Consegna A
Indica se le affermazioni (i), (ii) e (iii) concordano con il brano sulla traversata verso Brindisi, rispondendo sì o no e citando le parole del brano che lo stabiliscono. (i) La nave salpò la sera successiva alla partenza fallita. (ii) Ana e le sue bambine salirono a bordo con una valigia. (iii) Prima di raggiungere Brindisi passarono venti ore.
Consegna B
Prosegui il brano sulla traversata verso Brindisi a partire dalla sua ultima frase.

Brano da leggere

La sera successiva alla partenza fallita, la nave alfine riuscì a salpare.
Ana dice di aver rimosso tutto quello che successe nelle venti ore successive, quante ne passarono prima di raggiungere Brindisi e l’Italia. Rimase stordita dal fatto di trovarsi sul ponte ammassata accanto ad altre persone senza una valigia, una borsa, nulla. Tutti erano saliti sulla nave con indosso solo i vestiti e una speranza senza fine. Anche lei e le sue bambine non avevano portato bagagli, solo una borsa con un po’ di cibo. La figlia più grande, che al tempo era una bambina di sette anni, ricorda che erano gli unici ad avere del cibo e dell’acqua.
«Quello che avevamo portato finì in pochi minuti, non potevamo mangiare solo noi con tutti quegli occhi di bambini che ci guardavano», dice la ragazza.
Ana visse il viaggio con l’angoscia di proteggere le sue bambine da una situazione assolutamente precaria. Non c’era modo di utilizzare dei servizi igienici, tutto avveniva sul ponte, allo stesso modo per i grandi e per piccoli, con le conseguenze che si possono immaginare.

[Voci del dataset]

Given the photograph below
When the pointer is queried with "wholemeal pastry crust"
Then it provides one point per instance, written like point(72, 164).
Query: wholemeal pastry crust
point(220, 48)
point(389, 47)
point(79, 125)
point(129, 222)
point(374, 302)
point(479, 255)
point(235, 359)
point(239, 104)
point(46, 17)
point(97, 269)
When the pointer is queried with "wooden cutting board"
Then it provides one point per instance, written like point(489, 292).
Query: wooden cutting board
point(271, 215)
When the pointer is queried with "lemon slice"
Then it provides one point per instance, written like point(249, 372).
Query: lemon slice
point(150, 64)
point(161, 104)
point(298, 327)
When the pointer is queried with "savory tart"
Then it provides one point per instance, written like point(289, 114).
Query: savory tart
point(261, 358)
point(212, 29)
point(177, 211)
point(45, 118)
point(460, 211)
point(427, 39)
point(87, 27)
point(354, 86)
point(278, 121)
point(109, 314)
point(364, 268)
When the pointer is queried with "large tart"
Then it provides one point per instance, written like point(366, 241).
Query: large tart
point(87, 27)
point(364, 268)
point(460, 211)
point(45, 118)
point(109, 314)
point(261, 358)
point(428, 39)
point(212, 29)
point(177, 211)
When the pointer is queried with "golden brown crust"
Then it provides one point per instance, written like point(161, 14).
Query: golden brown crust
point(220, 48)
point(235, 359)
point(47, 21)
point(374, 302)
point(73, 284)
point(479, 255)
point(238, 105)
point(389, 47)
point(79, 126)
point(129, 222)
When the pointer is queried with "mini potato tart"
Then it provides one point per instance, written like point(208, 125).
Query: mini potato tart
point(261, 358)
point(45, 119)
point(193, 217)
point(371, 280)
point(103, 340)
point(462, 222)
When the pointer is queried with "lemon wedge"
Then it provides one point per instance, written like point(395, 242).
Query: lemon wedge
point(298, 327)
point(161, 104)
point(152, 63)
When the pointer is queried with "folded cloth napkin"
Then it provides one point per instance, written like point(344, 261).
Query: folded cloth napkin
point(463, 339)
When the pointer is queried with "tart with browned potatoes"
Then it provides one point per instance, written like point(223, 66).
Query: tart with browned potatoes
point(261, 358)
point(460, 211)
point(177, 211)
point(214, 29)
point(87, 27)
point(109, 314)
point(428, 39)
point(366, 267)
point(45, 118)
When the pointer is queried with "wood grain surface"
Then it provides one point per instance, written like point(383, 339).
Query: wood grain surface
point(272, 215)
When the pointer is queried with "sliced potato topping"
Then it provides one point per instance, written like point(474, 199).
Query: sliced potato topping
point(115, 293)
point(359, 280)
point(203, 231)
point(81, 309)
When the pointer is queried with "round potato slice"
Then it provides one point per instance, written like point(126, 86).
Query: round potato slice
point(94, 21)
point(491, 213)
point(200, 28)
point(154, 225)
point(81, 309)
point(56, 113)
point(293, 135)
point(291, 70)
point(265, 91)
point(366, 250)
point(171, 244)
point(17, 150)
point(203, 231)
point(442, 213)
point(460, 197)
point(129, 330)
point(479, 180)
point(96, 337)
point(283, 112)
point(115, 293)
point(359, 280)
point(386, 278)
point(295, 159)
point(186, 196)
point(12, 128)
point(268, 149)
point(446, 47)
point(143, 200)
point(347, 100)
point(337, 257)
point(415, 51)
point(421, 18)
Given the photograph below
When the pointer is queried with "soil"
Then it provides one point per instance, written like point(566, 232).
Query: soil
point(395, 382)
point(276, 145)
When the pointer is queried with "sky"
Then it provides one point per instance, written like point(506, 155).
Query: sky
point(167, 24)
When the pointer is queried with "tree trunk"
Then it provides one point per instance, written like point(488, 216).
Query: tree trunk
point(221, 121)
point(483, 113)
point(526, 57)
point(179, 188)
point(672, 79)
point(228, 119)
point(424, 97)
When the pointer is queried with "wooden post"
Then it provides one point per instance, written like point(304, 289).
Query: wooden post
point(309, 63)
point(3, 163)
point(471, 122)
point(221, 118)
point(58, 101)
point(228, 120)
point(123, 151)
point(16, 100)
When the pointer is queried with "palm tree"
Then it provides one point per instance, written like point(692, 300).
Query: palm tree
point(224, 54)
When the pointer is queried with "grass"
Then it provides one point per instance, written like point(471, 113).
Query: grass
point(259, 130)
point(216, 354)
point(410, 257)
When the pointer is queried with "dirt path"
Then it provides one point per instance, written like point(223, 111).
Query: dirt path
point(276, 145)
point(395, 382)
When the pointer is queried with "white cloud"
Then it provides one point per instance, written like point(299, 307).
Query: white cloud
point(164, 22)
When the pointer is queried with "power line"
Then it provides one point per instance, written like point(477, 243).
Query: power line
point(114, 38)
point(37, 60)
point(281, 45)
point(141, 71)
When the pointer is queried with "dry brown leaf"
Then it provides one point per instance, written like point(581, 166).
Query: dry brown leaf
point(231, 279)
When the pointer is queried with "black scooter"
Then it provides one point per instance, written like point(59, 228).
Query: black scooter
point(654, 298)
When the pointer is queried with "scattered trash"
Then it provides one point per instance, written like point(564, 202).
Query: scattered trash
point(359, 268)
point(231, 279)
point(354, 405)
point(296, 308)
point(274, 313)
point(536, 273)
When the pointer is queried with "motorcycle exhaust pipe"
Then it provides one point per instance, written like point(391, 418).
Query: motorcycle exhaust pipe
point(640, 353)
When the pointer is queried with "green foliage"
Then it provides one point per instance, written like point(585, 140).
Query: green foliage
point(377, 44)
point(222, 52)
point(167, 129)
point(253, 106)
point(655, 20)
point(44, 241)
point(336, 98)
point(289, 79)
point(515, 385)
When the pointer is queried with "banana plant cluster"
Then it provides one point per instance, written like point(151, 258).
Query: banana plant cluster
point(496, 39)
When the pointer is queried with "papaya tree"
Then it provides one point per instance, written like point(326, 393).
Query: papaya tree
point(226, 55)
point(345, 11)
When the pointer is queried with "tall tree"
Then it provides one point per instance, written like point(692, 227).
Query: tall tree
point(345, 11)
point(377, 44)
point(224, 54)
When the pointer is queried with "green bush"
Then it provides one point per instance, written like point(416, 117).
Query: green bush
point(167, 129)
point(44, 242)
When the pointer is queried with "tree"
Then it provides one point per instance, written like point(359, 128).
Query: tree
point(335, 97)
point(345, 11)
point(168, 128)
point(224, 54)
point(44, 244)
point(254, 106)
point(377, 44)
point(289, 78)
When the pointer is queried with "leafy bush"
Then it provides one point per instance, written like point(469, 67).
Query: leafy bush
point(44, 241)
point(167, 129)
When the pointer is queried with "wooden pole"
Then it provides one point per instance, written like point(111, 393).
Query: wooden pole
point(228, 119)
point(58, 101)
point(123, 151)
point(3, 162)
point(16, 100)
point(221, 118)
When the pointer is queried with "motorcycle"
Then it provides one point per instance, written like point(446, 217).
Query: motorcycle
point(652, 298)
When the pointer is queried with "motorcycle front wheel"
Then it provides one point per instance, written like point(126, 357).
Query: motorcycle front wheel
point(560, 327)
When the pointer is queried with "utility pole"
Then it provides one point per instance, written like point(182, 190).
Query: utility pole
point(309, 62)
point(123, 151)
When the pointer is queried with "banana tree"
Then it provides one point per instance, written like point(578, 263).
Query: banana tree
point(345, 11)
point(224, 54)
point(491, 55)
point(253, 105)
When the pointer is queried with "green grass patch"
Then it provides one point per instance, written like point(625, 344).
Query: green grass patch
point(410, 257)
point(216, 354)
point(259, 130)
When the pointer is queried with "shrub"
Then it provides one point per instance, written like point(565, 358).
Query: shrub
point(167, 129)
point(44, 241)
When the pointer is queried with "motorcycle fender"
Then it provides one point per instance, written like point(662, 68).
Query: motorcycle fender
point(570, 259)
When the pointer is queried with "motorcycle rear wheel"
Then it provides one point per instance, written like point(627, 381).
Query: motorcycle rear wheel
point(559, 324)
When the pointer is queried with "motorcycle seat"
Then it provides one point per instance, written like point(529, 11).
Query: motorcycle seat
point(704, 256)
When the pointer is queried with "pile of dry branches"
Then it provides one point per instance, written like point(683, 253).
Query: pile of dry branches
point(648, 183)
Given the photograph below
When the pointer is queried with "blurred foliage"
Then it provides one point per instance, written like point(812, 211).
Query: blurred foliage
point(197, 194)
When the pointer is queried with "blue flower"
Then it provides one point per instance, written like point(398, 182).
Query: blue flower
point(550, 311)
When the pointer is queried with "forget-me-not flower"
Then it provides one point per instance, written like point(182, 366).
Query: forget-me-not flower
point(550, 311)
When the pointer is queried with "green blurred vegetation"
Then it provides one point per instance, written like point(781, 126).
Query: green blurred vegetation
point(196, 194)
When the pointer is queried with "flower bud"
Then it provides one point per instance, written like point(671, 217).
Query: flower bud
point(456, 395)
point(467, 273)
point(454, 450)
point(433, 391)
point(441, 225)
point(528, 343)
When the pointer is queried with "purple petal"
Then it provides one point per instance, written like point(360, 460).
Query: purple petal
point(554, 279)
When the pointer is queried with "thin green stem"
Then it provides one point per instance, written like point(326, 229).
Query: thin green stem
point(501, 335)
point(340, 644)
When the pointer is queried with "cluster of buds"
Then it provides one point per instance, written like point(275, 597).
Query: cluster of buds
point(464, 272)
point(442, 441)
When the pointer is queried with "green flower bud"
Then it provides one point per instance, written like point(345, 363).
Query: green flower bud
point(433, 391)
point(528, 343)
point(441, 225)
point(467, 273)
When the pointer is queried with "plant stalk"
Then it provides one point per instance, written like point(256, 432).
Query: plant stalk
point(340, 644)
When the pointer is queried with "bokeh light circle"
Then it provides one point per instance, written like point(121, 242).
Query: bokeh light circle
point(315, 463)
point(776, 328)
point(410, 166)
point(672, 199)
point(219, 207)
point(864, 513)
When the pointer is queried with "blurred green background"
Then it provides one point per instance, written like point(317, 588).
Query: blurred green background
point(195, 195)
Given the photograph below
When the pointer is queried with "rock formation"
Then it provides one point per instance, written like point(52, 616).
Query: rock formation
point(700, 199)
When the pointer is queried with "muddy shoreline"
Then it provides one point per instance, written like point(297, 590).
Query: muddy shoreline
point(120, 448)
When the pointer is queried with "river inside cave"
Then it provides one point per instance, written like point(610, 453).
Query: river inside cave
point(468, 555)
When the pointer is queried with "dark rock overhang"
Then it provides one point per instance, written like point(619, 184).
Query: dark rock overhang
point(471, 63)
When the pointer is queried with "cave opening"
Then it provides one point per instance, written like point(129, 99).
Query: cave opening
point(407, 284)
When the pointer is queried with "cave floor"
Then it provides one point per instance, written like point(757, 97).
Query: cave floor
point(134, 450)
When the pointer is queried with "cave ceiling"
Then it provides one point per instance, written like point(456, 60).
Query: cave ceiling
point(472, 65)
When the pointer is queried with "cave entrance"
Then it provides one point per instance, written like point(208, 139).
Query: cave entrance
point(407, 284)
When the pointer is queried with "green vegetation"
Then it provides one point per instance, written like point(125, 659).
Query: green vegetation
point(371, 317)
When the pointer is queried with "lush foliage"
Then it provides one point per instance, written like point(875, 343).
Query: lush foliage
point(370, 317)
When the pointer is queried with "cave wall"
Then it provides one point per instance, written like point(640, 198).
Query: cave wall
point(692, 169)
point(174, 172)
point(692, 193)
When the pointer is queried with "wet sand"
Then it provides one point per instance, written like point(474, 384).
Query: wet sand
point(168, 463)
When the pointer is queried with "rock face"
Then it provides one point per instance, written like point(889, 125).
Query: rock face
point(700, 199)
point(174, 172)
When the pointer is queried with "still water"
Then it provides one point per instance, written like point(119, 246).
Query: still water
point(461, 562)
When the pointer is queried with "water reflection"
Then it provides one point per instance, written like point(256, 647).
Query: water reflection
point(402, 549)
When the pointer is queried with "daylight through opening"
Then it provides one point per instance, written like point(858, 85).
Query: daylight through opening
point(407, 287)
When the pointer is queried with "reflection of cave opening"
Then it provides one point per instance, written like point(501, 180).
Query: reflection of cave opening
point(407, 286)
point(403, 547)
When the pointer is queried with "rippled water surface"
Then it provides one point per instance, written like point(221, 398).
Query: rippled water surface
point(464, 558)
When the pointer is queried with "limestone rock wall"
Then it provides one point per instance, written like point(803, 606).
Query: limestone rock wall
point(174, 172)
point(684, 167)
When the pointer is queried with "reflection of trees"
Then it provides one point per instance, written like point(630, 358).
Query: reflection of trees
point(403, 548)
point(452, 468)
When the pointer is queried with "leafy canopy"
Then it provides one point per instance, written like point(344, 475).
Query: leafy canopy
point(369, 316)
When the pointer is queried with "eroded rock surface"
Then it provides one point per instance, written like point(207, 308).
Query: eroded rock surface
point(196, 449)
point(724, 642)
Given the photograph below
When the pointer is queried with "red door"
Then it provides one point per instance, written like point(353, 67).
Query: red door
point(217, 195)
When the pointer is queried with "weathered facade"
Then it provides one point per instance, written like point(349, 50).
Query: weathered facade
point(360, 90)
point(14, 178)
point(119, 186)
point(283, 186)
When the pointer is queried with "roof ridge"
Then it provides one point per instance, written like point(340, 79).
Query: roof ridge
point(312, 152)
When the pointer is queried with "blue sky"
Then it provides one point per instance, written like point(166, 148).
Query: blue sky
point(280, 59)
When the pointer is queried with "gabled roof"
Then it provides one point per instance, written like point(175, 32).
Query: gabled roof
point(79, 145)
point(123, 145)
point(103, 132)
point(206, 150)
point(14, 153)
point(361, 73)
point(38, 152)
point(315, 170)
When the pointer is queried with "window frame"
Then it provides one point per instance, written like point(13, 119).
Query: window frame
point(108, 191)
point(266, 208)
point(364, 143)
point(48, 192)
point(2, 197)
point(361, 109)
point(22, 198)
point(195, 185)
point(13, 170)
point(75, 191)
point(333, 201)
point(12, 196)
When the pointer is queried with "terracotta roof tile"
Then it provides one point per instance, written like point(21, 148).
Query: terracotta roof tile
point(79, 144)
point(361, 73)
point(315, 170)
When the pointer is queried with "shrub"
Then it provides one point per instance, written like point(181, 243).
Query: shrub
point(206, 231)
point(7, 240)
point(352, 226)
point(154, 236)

Soluzione A
(i) Sì: «La sera successiva alla partenza fallita, la nave alfine riuscì a salpare.»
(ii) No: «Anche lei e le sue bambine non avevano portato bagagli, solo una borsa con un po’ di cibo.»
(iii) Sì: «nelle venti ore successive, quante ne passarono prima di raggiungere Brindisi e l’Italia»

Soluzione B
La nave arrivò a Brindisi la sera successiva ma lo sbarco venne autorizzato solo il mattino dopo. Pur nella confusione generale, l’accoglienza fu positiva. La madre con le tre bambine venne fatta scendere tra i primi e accompagnata in ospedale per un controllo. Poi furono accompagnate in un campo di accoglienza dove, a distanza di un giorno, vennero raggiunte dal marito e padre.
«Oltre all’angoscia per quel viaggio, dentro di me non ero tranquilla, mi ero portata dietro un grande dubbio, non ero convinta di riprendere la vita con lui, ma decisi di dargli fiducia».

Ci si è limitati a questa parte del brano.